§ QUOTED PASSAGE
--

In the Texas case, officials said Cole was stopped for speeding on Nov. 4 in the city of Post. The deputies who pulled him over said that they noticed a large knife in the middle console, and that when asked if there were other weapons, passenger Aiden Bruce-Umbaugh said there were rifles in the back. Deputies said the two men gave conflicting answers when asked why they were going to Houston and for how long.

Deputies said they found a skull mask on Cole, which is associated with Affomwatten. They arrested Bruce-Umbaugh after finding marijuana and THC vape cartridges in the car, as well as a handgun and loaded magazine under the passenger seat, two AK-47 rifles, one AR-15 rifle and at least 1,500 rounds of ammunition. According to deputies, Bruce-Umbaugh said that they were all his and that he had built one of the rifles himself.

According to a U.S. Customs and Border Protection report from last year, when Cole was returning from Eastern Europe, Cole said he was a member of Atomwaffen. He said that he believes in a fascist ideology and that the “strong dominate the weak,” but that he discouraged members from illegal acts.

Atomwaffen is known for recruiting young white men attracted to a violent ideology that idolizes Adolf Hitler and Charles Manson. The Southern Poverty Law Center (SPLC), which tracks hate groups, says Atomwaffen is organized “as a series of terror cells that work toward civilizational collapse.” Members of the group and their associates have been linked to multiple killings.

Atomwaffen propaganda has been found in the Seattle area in recent years, including when police found decals around the Seattle University campus in 2017 that referenced a “race war” and said things like, “Hitler was right,” according to records obtained from the Seattle Police Department. Similar decals were found on traffic signs near Temple De Hirsch Sinai and the Seattle Academy of Art and Science last year, according to police.

Cole has no prior criminal history, but he had contact with police in Bellingham after a report that he had neo-Nazi flags and memorabilia in his home in 2015, and in Anacortes for allegedly waving a Nazi flag outside a store in 2012.

--

§ GIVEN ENTRIES
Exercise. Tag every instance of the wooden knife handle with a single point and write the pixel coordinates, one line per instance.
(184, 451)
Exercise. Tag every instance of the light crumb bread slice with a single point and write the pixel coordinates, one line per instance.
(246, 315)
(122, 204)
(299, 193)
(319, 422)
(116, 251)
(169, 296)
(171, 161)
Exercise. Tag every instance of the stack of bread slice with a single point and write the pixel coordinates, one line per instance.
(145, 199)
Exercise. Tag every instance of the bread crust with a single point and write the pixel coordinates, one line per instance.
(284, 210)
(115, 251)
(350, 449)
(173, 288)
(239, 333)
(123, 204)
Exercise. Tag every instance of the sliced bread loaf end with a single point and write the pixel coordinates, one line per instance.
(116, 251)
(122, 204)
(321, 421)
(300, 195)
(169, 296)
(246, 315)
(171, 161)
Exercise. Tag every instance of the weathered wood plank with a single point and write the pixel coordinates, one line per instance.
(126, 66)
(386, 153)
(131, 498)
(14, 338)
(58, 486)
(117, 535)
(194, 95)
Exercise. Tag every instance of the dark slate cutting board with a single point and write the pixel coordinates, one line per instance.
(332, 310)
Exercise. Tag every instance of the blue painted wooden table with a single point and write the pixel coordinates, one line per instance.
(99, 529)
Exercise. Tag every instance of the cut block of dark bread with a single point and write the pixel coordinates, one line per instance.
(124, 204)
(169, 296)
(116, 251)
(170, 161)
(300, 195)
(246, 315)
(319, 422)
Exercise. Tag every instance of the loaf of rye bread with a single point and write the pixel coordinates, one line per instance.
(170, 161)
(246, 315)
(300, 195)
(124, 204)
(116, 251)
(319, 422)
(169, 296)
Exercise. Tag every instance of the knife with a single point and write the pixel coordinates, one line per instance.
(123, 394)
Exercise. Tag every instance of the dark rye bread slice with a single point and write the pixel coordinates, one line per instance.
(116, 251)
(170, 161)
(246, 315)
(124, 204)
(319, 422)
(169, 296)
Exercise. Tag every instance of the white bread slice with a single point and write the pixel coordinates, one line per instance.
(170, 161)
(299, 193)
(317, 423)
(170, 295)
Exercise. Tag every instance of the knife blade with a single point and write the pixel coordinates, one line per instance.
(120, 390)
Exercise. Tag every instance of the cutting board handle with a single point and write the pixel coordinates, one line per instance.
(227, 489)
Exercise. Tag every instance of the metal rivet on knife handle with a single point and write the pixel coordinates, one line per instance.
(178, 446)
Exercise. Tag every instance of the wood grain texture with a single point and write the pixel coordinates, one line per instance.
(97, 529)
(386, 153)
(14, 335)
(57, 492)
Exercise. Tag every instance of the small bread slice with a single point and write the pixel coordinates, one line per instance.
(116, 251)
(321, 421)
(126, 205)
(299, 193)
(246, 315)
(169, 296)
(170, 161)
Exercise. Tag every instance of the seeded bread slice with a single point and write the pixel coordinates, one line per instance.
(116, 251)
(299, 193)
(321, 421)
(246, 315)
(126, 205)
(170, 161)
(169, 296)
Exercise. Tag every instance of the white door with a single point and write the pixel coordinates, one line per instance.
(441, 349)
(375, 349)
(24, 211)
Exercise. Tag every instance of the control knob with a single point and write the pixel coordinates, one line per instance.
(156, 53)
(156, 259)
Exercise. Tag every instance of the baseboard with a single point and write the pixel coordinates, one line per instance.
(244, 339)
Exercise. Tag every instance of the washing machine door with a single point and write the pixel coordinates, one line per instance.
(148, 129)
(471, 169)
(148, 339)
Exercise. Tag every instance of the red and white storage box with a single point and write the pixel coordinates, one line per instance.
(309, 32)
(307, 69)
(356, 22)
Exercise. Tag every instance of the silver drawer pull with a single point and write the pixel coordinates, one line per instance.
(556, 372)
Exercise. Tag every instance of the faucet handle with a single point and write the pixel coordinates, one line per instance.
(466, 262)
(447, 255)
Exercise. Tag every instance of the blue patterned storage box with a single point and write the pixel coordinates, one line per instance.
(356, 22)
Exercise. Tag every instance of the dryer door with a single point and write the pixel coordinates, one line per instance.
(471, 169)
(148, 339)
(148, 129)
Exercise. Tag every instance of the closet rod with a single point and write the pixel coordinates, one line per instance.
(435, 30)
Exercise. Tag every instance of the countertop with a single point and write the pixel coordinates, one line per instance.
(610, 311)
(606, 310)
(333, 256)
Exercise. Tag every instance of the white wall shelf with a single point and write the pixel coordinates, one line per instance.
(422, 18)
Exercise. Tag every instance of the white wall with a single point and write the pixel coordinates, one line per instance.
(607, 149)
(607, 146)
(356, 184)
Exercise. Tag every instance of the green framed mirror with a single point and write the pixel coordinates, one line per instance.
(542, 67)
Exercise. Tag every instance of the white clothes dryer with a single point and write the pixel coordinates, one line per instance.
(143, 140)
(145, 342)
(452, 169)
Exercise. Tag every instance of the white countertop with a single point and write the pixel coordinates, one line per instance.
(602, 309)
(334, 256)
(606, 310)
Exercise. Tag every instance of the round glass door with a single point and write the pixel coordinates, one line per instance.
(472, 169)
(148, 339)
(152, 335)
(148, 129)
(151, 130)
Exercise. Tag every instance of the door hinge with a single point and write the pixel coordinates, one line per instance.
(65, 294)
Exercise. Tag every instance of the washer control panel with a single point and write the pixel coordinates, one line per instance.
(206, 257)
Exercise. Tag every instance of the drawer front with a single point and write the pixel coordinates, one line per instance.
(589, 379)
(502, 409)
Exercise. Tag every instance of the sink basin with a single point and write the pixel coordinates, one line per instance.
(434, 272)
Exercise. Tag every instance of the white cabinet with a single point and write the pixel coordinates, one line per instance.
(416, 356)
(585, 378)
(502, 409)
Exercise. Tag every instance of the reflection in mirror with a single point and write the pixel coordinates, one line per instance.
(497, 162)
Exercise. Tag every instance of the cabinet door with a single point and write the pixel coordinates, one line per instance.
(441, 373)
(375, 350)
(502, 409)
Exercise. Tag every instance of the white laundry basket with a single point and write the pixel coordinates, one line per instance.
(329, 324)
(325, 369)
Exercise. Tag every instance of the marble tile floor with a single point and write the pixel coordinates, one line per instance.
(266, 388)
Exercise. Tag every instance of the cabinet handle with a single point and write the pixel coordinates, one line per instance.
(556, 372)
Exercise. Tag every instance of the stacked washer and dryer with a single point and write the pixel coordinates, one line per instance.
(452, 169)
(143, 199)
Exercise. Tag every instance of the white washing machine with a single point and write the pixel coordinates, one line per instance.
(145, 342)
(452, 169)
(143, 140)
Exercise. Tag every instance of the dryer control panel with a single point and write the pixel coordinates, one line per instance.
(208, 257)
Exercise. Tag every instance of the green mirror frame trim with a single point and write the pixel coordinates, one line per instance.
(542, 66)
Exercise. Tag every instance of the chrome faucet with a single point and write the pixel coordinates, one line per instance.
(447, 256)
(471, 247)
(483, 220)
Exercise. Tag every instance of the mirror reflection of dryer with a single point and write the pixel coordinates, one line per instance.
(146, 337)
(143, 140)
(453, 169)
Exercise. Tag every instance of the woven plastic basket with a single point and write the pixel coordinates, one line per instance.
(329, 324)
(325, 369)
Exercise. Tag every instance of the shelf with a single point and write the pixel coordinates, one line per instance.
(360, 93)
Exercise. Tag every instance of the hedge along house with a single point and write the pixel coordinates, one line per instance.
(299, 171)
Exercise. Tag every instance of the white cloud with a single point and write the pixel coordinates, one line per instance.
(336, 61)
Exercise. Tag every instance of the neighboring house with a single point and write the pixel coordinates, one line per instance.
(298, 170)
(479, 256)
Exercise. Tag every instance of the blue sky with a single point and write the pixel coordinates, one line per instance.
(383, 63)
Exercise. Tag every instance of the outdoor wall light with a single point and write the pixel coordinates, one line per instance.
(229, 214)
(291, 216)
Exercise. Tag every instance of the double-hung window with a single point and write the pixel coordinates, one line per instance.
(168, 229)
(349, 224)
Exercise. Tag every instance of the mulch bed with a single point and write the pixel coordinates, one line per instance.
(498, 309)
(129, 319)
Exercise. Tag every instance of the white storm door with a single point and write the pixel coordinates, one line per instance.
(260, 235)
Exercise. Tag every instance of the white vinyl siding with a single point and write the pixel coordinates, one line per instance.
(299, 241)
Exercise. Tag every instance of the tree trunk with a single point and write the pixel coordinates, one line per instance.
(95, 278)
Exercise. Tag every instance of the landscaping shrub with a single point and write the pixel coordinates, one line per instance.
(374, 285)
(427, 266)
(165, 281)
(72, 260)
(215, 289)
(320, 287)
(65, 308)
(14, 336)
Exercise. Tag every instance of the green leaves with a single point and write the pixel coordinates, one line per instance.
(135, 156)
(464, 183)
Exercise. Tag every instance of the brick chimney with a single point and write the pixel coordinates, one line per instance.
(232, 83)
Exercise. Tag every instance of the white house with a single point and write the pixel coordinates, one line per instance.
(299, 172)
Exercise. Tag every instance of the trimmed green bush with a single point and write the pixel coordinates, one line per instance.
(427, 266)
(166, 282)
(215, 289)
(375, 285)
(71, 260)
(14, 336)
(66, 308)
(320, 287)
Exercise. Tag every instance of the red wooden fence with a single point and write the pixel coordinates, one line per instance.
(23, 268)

--

§ PROBLEM SET
1. According to the news excerpt, on what date was Cole stopped for speeding, and in which city?
2. Retype the passage of the news excerpt that begins at the words "Deputies said they" and stops after the words "the rifles himself.".

§ TASK-BY-TASK ANSWERS
1. Cole was stopped on Nov. 4 in the city of Post.

2.
Deputies said they found a skull mask on Cole, which is associated with Affomwatten. They arrested Bruce-Umbaugh after finding marijuana and THC vape cartridges in the car, as well as a handgun and loaded magazine under the passenger seat, two AK-47 rifles, one AR-15 rifle and at least 1,500 rounds of ammunition. According to deputies, Bruce-Umbaugh said that they were all his and that he had built one of the rifles himself.